Required work:
(1) Transcribe the passage from the Agency decision excerpt that begins at the words "[59] In that" and stops after "of the arbitrator.".
(2) List every organization named in the Agency decision excerpt.
(3) Answer these questions from the Agency decision excerpt:
(a) Between which two places would QNSL's proposed scheduled service run?
(b) What kind of service has QNSL always provided to Wabush?
(c) How many parts does the test to obtain interim relief have?

Reading text:

* * * * * * *

The irreparable harm and the balance of inconvenience
[58] The Agency acknowledges that any determination it may make with respect to the irreparable harm that Wabush may suffer if QNSL's proposed scheduled service between Ross Bay Junction and Arnaud Junction were implemented prior to the date of the decision of the arbitrator could ultimately be used in support of or in opposition to one final offer submitted to the arbitrator.
[59] In that context, the Agency emphasizes that its examination of the irreparable harm that Wabush would suffer as a result of the implementation by QNSL of the scheduled service between Ross Bay Junction and Arnaud Junction is only undertaken by the Agency as a means to determine whether, in the short interim period prior to the decision of the arbitrator, QNSL, on balance, should be ordered to maintain the non-scheduled service it has always provided to Wabush. Therefore, while the irreparable harm that Wabush would suffer forms part of the three-part test to obtain interim relief and needs to be examined, great weight should be given in this case to the inconvenience each party may suffer should there be a change in service pending the decision of the arbitrator.

* * * * * * *

Records shown:
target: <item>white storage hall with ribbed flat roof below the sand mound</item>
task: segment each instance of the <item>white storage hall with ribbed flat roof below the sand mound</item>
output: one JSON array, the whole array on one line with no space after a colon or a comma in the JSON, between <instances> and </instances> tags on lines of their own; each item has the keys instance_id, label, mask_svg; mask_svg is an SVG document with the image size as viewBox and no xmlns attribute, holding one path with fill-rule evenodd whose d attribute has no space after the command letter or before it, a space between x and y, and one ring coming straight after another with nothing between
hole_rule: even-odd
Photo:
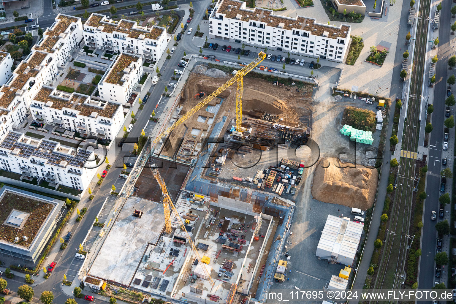
<instances>
[{"instance_id":1,"label":"white storage hall with ribbed flat roof below the sand mound","mask_svg":"<svg viewBox=\"0 0 456 304\"><path fill-rule=\"evenodd\" d=\"M328 215L316 248L319 259L327 259L350 266L356 255L364 225L348 217Z\"/></svg>"}]
</instances>

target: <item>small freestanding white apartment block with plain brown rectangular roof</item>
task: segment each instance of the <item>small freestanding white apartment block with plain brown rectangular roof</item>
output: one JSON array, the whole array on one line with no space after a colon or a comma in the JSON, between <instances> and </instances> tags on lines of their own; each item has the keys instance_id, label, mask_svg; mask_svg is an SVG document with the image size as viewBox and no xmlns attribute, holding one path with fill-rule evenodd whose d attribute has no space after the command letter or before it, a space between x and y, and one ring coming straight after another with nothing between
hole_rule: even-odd
<instances>
[{"instance_id":1,"label":"small freestanding white apartment block with plain brown rectangular roof","mask_svg":"<svg viewBox=\"0 0 456 304\"><path fill-rule=\"evenodd\" d=\"M98 82L101 100L128 104L135 84L143 75L142 57L121 53Z\"/></svg>"}]
</instances>

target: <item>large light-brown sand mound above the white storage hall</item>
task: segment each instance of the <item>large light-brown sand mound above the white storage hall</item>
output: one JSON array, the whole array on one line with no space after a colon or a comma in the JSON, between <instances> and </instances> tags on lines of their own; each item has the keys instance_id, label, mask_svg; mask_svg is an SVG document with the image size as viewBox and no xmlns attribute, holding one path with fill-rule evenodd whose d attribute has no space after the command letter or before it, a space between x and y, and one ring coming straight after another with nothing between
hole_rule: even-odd
<instances>
[{"instance_id":1,"label":"large light-brown sand mound above the white storage hall","mask_svg":"<svg viewBox=\"0 0 456 304\"><path fill-rule=\"evenodd\" d=\"M322 159L315 170L312 195L325 203L370 208L377 191L378 171L361 165L338 168L344 166L354 165L341 164L335 158Z\"/></svg>"}]
</instances>

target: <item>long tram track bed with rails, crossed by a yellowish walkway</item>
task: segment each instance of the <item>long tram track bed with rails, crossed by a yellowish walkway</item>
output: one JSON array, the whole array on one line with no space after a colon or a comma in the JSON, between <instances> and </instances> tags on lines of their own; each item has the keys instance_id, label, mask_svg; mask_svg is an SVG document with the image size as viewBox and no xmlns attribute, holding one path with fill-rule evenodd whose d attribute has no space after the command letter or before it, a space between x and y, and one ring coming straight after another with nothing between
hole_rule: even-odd
<instances>
[{"instance_id":1,"label":"long tram track bed with rails, crossed by a yellowish walkway","mask_svg":"<svg viewBox=\"0 0 456 304\"><path fill-rule=\"evenodd\" d=\"M418 20L415 37L415 56L411 72L410 95L408 98L407 118L404 122L402 149L416 152L418 146L420 124L420 98L425 72L425 54L427 43L427 26L430 10L430 0L420 2L420 19ZM400 288L405 279L404 266L407 257L407 246L410 239L407 237L410 227L412 211L413 189L415 186L415 160L402 157L397 171L397 184L394 201L390 205L389 226L386 232L381 262L376 270L378 273L376 289ZM396 302L394 300L391 300ZM378 301L372 301L378 303Z\"/></svg>"}]
</instances>

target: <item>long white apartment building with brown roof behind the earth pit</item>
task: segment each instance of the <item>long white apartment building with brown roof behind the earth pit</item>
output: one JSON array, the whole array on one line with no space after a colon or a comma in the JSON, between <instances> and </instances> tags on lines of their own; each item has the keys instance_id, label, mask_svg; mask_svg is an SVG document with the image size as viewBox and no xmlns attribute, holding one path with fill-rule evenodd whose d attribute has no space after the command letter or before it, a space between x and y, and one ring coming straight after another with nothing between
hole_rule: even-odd
<instances>
[{"instance_id":1,"label":"long white apartment building with brown roof behind the earth pit","mask_svg":"<svg viewBox=\"0 0 456 304\"><path fill-rule=\"evenodd\" d=\"M317 23L303 16L290 18L271 10L247 9L245 2L219 0L209 17L209 37L267 47L298 55L342 62L351 27Z\"/></svg>"}]
</instances>

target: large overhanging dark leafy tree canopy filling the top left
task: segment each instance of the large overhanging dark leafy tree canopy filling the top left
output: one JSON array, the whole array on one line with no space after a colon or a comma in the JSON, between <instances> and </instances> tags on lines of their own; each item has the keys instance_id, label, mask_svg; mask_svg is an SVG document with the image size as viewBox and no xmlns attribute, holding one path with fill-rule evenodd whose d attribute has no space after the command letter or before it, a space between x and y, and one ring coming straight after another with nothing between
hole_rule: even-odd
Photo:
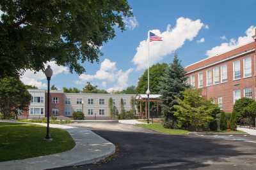
<instances>
[{"instance_id":1,"label":"large overhanging dark leafy tree canopy filling the top left","mask_svg":"<svg viewBox=\"0 0 256 170\"><path fill-rule=\"evenodd\" d=\"M51 60L81 74L132 16L126 0L3 0L0 10L0 76L44 70Z\"/></svg>"}]
</instances>

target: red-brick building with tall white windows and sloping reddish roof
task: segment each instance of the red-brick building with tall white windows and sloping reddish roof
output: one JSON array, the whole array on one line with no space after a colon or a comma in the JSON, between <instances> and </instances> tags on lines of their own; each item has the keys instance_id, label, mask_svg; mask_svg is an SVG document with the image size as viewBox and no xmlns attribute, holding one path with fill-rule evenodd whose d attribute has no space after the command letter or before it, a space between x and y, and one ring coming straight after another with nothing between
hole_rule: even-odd
<instances>
[{"instance_id":1,"label":"red-brick building with tall white windows and sloping reddish roof","mask_svg":"<svg viewBox=\"0 0 256 170\"><path fill-rule=\"evenodd\" d=\"M255 49L256 29L252 43L187 66L188 83L202 89L202 96L223 111L231 112L237 99L256 97Z\"/></svg>"}]
</instances>

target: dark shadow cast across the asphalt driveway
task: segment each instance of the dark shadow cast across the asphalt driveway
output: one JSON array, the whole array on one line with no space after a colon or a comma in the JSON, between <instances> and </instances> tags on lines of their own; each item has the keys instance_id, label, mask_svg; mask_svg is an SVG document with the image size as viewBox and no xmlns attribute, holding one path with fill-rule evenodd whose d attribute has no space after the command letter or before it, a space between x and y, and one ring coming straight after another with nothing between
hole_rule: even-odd
<instances>
[{"instance_id":1,"label":"dark shadow cast across the asphalt driveway","mask_svg":"<svg viewBox=\"0 0 256 170\"><path fill-rule=\"evenodd\" d=\"M225 162L222 158L254 155L243 144L195 136L170 136L158 133L102 131L93 132L118 145L109 162L60 169L196 169L205 162Z\"/></svg>"}]
</instances>

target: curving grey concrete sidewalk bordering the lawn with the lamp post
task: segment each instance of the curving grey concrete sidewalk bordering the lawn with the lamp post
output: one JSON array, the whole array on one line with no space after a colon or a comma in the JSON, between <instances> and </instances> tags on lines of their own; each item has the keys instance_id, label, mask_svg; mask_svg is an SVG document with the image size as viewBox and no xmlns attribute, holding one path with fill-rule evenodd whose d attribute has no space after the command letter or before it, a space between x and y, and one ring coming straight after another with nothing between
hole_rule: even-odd
<instances>
[{"instance_id":1,"label":"curving grey concrete sidewalk bordering the lawn with the lamp post","mask_svg":"<svg viewBox=\"0 0 256 170\"><path fill-rule=\"evenodd\" d=\"M68 131L74 141L76 141L76 146L67 152L29 159L0 162L0 169L40 170L63 166L78 166L81 164L98 162L115 153L115 145L113 145L113 143L101 138L92 131L58 124L50 124L50 127Z\"/></svg>"}]
</instances>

* * * * * * *

Set of answers:
(1)
[59] In that context, the Agency emphasizes that its examination of the irreparable harm that Wabush would suffer as a result of the implementation by QNSL of the scheduled service between Ross Bay Junction and Arnaud Junction is only undertaken by the Agency as a means to determine whether, in the short interim period prior to the decision of the arbitrator, QNSL, on balance, should be ordered to maintain the non-scheduled service it has always provided to Wabush. Therefore, while the irreparable harm that Wabush would suffer forms part of the three-part test to obtain interim relief and needs to be examined, great weight should be given in this case to the inconvenience each party may suffer should there be a change in service pending the decision of the arbitrator.

(2)
the Agency
Wabush
QNSL

(3)
(a) Ross Bay Junction and Arnaud Junction
(b) A non-scheduled service
(c) Three